* _Work to be completed_: Without the pictures, set down the records below word for word.

* _Supplied material_:
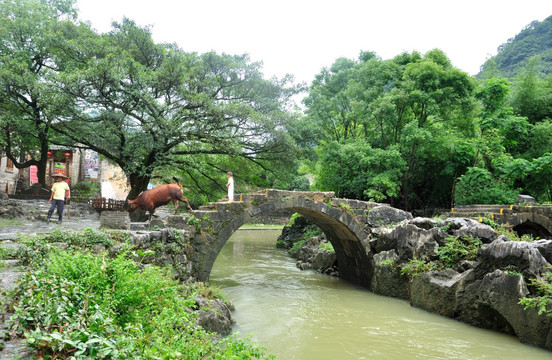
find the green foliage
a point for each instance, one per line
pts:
(543, 299)
(88, 306)
(347, 207)
(311, 231)
(295, 248)
(416, 267)
(293, 218)
(513, 56)
(458, 249)
(326, 246)
(388, 262)
(479, 186)
(84, 190)
(356, 170)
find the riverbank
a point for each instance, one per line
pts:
(301, 315)
(486, 276)
(191, 317)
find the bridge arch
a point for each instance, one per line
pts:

* _Task result_:
find the green foliage
a point for each instance, one per line
pts:
(543, 299)
(88, 306)
(347, 207)
(311, 231)
(295, 248)
(416, 267)
(293, 218)
(513, 56)
(458, 249)
(326, 246)
(388, 262)
(479, 186)
(84, 190)
(356, 170)
find the riverbank
a point for each instance, one per line
pts:
(301, 315)
(486, 276)
(191, 317)
find the bridge arch
a point for each instance, one per line
pts:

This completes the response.